Begin DATA EXCERPTS

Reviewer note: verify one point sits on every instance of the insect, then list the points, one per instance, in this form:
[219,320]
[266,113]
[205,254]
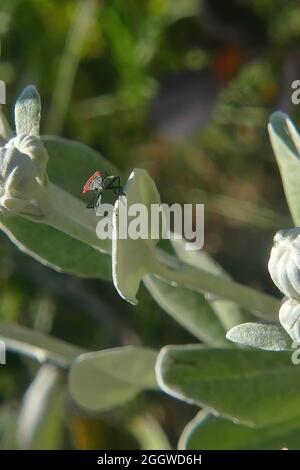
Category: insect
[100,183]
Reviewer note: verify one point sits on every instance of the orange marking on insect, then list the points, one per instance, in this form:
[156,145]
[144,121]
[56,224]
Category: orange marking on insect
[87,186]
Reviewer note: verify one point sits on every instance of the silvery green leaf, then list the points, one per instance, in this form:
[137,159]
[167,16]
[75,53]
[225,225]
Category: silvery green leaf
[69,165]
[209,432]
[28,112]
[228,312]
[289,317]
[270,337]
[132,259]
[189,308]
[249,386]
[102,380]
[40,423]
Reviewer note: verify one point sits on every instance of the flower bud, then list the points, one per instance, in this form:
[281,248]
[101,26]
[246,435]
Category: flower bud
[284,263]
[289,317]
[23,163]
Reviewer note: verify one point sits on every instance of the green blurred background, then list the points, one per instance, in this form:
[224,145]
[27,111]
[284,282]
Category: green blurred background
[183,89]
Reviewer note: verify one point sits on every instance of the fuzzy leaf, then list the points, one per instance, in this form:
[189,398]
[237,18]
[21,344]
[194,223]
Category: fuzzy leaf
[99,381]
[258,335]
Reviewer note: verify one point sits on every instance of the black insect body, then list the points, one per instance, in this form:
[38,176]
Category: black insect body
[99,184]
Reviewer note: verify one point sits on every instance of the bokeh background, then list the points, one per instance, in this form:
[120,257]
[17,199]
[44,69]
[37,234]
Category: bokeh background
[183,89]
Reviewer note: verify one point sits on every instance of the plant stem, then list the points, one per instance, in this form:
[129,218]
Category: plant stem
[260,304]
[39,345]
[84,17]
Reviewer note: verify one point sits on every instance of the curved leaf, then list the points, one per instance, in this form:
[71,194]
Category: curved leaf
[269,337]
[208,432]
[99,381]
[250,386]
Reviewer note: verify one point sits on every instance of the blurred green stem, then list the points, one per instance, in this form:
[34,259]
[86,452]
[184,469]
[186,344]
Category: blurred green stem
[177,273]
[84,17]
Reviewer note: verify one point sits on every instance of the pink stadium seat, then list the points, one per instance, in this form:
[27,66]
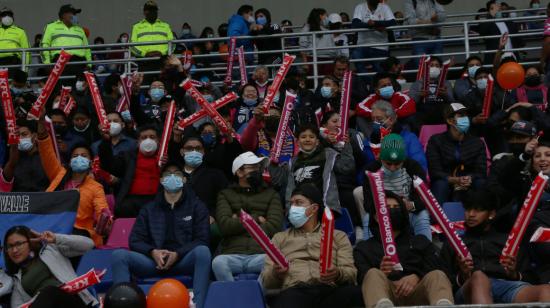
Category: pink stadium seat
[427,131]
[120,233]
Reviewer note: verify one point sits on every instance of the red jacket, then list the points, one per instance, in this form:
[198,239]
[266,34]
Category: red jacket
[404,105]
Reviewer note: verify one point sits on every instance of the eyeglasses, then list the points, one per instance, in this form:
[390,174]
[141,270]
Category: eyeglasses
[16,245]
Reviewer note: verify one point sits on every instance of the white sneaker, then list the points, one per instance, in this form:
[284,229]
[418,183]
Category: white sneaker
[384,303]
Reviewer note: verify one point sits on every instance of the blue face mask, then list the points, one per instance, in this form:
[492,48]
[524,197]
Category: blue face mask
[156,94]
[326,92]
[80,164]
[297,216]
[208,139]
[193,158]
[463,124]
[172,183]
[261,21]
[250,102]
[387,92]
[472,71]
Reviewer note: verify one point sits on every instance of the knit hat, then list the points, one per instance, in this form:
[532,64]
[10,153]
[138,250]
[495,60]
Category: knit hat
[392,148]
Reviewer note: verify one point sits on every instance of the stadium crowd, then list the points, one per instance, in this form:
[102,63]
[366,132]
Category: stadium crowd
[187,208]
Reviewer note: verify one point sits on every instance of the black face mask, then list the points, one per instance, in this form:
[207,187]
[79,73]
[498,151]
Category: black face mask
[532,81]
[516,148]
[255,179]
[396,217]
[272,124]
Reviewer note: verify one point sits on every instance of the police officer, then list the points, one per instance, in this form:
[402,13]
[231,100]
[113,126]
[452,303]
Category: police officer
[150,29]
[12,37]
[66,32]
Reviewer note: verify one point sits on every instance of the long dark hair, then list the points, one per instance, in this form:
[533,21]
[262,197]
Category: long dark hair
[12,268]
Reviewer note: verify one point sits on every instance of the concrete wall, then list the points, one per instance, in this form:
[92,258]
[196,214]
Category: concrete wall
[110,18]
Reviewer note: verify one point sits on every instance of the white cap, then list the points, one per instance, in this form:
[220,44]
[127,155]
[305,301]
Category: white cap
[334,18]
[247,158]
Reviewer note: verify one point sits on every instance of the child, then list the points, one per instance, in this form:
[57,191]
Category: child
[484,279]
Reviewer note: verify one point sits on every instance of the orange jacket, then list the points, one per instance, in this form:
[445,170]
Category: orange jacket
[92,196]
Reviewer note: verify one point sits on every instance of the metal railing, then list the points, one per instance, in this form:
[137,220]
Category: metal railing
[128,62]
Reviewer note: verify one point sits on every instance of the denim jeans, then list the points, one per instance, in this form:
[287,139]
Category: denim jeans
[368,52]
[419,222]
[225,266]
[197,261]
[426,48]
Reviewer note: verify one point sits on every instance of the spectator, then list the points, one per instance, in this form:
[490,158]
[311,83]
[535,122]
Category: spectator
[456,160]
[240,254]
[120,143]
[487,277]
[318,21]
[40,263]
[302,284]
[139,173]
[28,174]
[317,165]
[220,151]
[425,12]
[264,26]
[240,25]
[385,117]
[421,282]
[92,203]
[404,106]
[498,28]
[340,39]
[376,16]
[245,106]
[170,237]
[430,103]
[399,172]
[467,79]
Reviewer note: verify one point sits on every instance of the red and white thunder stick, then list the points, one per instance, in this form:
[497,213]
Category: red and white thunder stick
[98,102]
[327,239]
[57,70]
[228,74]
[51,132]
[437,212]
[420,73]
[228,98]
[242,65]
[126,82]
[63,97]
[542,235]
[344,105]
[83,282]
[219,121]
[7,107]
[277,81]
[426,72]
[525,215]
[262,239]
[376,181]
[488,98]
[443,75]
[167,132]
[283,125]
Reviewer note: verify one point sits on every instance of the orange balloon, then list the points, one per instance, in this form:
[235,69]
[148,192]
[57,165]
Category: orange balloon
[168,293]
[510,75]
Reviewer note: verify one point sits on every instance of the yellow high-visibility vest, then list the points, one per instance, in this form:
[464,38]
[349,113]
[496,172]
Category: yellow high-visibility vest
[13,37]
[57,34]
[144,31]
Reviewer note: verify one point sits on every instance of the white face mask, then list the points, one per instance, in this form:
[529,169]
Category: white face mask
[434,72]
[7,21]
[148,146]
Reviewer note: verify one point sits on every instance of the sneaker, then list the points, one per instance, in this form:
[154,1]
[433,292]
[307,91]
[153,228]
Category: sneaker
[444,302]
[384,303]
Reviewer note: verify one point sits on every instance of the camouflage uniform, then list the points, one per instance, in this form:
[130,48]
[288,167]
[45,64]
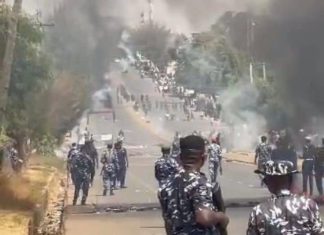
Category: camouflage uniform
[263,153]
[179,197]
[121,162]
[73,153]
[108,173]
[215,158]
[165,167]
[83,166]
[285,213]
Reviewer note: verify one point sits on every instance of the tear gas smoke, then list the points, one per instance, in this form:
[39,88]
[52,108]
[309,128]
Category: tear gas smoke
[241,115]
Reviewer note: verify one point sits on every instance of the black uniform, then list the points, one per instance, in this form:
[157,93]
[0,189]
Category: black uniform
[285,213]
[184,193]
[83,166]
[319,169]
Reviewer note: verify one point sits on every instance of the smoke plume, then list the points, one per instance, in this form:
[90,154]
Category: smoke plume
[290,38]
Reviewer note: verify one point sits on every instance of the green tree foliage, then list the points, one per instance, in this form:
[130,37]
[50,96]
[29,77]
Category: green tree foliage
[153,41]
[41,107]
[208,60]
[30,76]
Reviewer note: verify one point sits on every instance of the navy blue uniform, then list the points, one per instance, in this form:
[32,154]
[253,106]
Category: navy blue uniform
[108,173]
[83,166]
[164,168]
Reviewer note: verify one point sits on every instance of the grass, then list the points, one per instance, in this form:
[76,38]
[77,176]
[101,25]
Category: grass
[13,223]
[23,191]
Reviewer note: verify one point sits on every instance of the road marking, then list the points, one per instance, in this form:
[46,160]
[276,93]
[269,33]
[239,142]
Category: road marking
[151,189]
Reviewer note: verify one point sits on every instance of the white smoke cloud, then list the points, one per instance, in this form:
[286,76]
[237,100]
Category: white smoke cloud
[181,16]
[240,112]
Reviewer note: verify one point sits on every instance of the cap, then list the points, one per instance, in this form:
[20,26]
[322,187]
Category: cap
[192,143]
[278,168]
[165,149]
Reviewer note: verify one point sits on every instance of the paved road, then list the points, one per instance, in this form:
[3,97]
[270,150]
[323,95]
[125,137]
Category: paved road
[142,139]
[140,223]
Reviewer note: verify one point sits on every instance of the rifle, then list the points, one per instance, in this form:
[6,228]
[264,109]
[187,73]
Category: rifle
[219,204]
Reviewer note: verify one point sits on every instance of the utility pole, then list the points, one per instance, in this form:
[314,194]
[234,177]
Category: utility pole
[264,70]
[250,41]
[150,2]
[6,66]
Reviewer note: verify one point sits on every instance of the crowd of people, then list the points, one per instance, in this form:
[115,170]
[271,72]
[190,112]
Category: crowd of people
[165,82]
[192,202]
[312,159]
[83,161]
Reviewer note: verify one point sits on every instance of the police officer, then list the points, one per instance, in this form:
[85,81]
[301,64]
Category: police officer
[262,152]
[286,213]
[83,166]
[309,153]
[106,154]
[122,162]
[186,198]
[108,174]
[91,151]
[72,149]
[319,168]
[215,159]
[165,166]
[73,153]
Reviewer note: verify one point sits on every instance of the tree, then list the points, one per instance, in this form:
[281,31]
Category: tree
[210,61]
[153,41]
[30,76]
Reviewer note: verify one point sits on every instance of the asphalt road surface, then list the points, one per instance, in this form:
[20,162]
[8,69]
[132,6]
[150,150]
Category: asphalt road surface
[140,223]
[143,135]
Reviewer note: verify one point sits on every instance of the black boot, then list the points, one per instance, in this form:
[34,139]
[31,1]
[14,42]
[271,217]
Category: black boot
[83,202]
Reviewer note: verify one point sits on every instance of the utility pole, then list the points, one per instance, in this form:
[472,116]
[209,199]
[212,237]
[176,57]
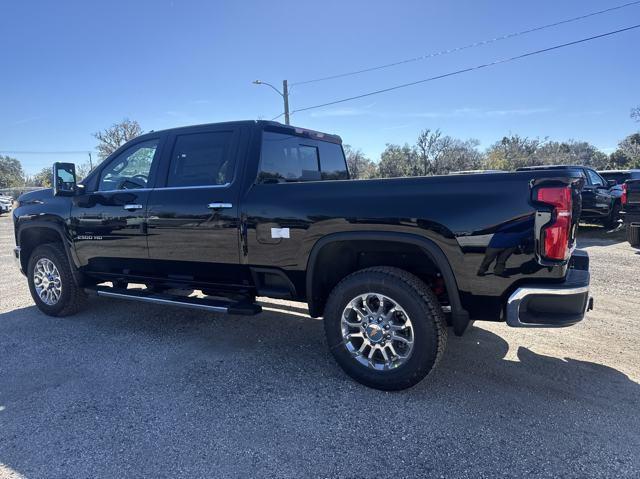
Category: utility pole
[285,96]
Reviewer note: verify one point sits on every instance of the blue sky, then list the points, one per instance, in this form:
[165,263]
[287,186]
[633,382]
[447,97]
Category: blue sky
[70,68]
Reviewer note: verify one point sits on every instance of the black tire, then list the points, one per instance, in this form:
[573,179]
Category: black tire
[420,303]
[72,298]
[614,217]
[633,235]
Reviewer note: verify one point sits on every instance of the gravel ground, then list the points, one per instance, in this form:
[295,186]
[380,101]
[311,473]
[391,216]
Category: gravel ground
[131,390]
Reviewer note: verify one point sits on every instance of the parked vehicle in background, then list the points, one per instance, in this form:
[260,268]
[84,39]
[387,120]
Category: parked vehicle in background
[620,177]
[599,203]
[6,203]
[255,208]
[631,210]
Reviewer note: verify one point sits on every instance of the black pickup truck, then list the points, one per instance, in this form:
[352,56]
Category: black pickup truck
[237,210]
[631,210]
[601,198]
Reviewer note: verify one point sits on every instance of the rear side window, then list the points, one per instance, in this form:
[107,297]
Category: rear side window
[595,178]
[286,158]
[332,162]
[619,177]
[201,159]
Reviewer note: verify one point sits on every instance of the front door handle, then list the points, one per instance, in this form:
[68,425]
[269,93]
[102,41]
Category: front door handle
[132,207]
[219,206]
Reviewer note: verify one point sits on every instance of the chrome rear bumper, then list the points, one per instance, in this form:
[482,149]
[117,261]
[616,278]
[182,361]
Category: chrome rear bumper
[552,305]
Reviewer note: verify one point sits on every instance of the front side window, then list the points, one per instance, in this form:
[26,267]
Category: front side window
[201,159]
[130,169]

End DATA EXCERPTS

▸ REQUIRED WORK:
Repeat exactly the lines from the line containing "the black pickup" through the last line of the records above, including both, and nothing else.

▸ SOLUTION TO THIS EXERCISE:
Reviewer note: verify one point sits on every instance of the black pickup truck, then list the points, one per instance, in this form:
[352,56]
Category: black pickup truck
[237,210]
[631,210]
[601,198]
Reviewer note: verify one point sits on every instance of the rear side window, then list the points, one per instance, in this form:
[107,297]
Category: rear side window
[595,178]
[286,158]
[332,162]
[619,177]
[201,159]
Reviewer note: verify one point sits on every instance of the front door handle, then list the points, one per instance, in this form:
[68,425]
[269,93]
[102,41]
Category: front door handle
[132,207]
[219,206]
Reviewer note: verify one point sits on every instance of the chrome rear bumper, then list the points, one per instance, in this form:
[482,149]
[117,261]
[616,278]
[182,361]
Category: chrome rear bumper
[552,305]
Reviewer note: verify one point sits on every instance of the front side window, then list the points, one per instance, in this form:
[26,267]
Category: front side window
[201,159]
[130,169]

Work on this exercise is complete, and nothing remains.